- Directions -
Copy out each line of the data that holds the string "light".

- Data in this exercise -
_ _ _
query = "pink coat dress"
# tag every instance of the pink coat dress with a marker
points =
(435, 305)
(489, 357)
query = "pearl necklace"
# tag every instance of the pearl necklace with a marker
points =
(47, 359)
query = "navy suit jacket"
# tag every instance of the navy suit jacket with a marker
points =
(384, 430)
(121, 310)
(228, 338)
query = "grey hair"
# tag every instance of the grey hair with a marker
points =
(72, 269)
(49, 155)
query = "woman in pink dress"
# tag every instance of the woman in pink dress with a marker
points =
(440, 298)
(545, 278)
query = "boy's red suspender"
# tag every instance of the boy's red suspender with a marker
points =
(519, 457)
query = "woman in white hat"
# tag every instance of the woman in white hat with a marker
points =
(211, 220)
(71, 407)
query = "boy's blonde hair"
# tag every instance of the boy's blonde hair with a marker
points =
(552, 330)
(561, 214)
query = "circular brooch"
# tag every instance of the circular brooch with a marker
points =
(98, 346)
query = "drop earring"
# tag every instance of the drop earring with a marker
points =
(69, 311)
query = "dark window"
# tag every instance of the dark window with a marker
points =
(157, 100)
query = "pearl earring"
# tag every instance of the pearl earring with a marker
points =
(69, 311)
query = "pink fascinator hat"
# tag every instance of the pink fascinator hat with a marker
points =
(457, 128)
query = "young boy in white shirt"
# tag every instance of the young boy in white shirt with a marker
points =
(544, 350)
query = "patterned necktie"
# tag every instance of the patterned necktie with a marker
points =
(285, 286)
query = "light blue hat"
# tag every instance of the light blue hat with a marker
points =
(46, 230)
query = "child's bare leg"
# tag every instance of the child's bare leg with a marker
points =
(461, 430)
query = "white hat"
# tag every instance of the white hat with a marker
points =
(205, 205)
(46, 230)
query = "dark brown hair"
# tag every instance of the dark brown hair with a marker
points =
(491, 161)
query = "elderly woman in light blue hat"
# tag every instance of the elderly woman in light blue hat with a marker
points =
_ _ _
- Task response -
query = "light blue hat"
# tag every instance of the light blue hat with a marker
query = "elderly woman in light blue hat"
# tag every instance of the elderly woman in light blue hat with a marker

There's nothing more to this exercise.